> [Document passage]
───

It’s difficult when a member of your team faces a workplace injury, but we’re here to help you navigate it.

Here’s what to do immediately following the incident:

  • Get the employee medical attention ASAP. This is your first priority.
  • Call your insurance provider to report the incident. They handle situations like yours all the time and will be your best source of information.

Finished? Next, it’s time to organize. You’ll have some forms to fill out in the days following the incident.

Here’s what you need to do in the days after a Pennsylvania workplace incident:

File the first report of injury

If the injured employee misses a shift or more of work, you must fill out an Employer’s Report of Occupational Injury or Disease form (if you’re a Huckleberry customer, you’ll find this form in your online portal) and send it to the Bureau of Worker’s Compensation. You’ll need to send this form within seven days of the incident, and even sooner (within two days) if the injury is fatal.

Fill out the Statement of Wages Form

If the employee ends up missing a week of work during their recovery, you’ll need to fill out a Statement of Wages Form so they can receive their missed pay. This must be filled out within five days after the first week of missed work (so, roughly 12 days after the injury), and sent to the Bureau of Worker’s Compensation. A copy should be given to the employee, too.

───

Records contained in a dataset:
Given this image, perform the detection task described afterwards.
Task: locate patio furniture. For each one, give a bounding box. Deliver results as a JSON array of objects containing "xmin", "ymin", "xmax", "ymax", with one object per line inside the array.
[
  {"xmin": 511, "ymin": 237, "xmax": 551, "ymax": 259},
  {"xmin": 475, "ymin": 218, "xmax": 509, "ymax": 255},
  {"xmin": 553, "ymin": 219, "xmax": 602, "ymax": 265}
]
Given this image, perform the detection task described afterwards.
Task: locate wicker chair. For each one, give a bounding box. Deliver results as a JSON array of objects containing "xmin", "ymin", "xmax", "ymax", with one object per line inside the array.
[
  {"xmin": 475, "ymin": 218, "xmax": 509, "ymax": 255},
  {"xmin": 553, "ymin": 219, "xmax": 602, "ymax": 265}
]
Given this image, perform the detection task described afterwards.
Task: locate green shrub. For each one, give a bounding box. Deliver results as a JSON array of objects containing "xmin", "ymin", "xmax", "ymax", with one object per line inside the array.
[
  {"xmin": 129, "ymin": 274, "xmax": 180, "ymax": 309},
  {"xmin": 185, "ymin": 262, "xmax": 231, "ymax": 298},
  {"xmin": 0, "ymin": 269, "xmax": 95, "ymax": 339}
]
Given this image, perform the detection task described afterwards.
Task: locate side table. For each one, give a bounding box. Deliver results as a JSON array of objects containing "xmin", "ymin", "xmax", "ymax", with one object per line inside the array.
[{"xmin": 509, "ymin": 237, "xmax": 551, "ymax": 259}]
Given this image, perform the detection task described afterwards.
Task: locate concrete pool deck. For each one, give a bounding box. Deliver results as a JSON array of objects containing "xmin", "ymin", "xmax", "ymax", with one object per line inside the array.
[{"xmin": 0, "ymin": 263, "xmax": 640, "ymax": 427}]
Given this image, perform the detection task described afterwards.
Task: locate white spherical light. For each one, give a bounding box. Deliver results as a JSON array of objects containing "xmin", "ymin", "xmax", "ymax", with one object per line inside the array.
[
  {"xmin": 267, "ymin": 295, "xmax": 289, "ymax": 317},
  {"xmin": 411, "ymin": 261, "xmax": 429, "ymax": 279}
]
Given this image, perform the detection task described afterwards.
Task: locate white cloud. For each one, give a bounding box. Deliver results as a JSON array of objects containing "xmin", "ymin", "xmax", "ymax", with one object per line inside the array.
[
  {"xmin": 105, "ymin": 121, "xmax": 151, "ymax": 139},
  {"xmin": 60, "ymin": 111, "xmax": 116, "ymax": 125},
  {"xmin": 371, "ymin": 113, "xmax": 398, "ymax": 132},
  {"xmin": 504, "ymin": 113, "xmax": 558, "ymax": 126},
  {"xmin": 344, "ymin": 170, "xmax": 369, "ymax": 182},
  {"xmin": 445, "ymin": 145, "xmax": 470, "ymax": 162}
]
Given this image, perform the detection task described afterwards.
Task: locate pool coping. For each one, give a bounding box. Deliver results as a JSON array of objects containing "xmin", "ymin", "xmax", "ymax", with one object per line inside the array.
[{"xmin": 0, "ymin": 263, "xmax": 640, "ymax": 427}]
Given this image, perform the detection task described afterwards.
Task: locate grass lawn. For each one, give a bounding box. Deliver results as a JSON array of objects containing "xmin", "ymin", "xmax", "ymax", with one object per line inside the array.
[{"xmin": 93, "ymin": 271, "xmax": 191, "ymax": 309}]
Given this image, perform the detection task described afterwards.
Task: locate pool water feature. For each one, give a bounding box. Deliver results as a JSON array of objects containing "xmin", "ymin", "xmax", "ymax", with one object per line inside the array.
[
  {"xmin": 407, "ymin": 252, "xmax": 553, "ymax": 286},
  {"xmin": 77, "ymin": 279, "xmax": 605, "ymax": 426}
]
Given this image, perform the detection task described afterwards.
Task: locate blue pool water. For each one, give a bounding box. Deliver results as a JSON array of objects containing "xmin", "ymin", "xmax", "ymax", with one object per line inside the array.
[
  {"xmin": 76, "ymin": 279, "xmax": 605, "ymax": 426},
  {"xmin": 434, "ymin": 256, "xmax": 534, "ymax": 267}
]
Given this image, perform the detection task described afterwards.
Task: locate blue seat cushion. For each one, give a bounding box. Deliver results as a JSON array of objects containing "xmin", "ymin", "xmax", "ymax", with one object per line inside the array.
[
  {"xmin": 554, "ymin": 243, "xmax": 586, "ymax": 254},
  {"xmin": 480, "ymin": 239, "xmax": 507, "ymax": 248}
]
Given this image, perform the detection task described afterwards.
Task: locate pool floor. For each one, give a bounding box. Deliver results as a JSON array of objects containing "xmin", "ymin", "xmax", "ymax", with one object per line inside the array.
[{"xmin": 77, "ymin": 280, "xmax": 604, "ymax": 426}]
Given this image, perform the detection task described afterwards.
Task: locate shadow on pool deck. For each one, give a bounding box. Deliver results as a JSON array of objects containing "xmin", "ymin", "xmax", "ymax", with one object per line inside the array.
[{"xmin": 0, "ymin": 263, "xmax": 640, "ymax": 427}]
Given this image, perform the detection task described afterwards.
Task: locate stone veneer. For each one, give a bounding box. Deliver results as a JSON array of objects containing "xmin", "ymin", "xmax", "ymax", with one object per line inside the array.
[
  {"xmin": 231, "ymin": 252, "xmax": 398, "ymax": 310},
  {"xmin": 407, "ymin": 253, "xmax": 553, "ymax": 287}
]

───

> [Problem to work on] Reproduce the entire text on handling a Pennsylvania workplace injury word for word.

> [Answer below]
It’s difficult when a member of your team faces a workplace injury, but we’re here to help you navigate it.

Here’s what to do immediately following the incident:

  • Get the employee medical attention ASAP. This is your first priority.
  • Call your insurance provider to report the incident. They handle situations like yours all the time and will be your best source of information.

Finished? Next, it’s time to organize. You’ll have some forms to fill out in the days following the incident.

Here’s what you need to do in the days after a Pennsylvania workplace incident:

File the first report of injury

If the injured employee misses a shift or more of work, you must fill out an Employer’s Report of Occupational Injury or Disease form (if you’re a Huckleberry customer, you’ll find this form in your online portal) and send it to the Bureau of Worker’s Compensation. You’ll need to send this form within seven days of the incident, and even sooner (within two days) if the injury is fatal.

Fill out the Statement of Wages Form

If the employee ends up missing a week of work during their recovery, you’ll need to fill out a Statement of Wages Form so they can receive their missed pay. This must be filled out within five days after the first week of missed work (so, roughly 12 days after the injury), and sent to the Bureau of Worker’s Compensation. A copy should be given to the employee, too.